**Exercise brief**: Retype the lines below, beginning at the line that has "of the quickdraw" and stopping after the line that has "pixel 174 149". Include both of those lines.

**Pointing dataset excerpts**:

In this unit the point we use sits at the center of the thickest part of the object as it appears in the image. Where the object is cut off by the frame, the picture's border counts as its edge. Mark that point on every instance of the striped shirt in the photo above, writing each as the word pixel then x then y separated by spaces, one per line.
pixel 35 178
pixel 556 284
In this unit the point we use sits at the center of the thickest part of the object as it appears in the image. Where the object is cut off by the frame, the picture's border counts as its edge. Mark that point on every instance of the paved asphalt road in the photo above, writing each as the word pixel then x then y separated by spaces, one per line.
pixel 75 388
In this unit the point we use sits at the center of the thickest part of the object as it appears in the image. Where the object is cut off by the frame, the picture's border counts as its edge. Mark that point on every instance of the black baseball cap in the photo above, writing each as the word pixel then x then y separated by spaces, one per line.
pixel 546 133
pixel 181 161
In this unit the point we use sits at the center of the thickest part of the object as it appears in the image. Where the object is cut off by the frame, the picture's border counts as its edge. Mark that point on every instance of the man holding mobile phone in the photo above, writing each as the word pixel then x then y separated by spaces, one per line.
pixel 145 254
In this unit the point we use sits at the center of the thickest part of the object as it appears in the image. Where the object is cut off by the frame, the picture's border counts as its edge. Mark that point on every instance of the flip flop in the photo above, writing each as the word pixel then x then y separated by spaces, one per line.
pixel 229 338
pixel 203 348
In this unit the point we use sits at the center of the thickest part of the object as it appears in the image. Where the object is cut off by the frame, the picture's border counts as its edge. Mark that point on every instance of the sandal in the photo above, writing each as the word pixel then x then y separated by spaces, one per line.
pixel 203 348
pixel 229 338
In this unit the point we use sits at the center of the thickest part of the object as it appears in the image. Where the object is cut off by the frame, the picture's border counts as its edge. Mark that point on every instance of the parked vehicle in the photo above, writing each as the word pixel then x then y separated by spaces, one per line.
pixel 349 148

* * *

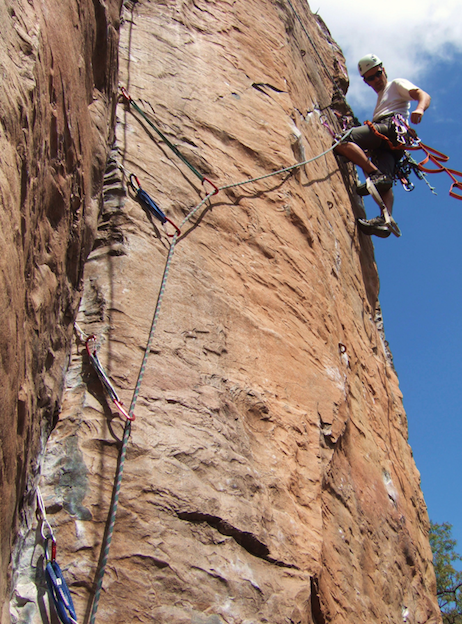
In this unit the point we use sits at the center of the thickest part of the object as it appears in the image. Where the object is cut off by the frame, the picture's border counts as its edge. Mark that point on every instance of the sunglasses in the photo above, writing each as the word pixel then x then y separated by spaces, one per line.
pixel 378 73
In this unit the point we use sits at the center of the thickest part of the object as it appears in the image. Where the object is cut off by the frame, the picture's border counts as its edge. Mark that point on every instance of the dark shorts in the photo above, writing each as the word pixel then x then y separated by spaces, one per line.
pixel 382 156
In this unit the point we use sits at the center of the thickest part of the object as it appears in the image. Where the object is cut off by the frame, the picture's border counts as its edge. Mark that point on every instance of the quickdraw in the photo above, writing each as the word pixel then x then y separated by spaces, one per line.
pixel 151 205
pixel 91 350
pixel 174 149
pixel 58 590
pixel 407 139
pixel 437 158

...

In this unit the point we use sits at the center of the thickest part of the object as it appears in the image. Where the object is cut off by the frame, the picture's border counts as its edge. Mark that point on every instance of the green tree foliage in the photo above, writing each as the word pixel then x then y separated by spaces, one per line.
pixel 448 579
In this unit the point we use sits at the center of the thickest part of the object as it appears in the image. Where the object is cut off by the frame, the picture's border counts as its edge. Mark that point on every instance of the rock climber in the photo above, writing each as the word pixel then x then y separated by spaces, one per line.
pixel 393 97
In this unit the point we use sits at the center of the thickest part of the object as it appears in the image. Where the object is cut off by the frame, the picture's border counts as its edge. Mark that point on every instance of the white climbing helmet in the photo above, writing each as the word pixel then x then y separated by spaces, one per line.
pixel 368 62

**Solution to the exercise**:
In this unit the point we use sits at the center of the thickest part of the object as it appears in the image. Where the object is cut off by the frame, the picture's border counts as its edge. Mark that point on every instance of the quickdraw in the photo above, writing each as the word pixel then x then y separated by spaces, one per line.
pixel 151 205
pixel 91 350
pixel 174 149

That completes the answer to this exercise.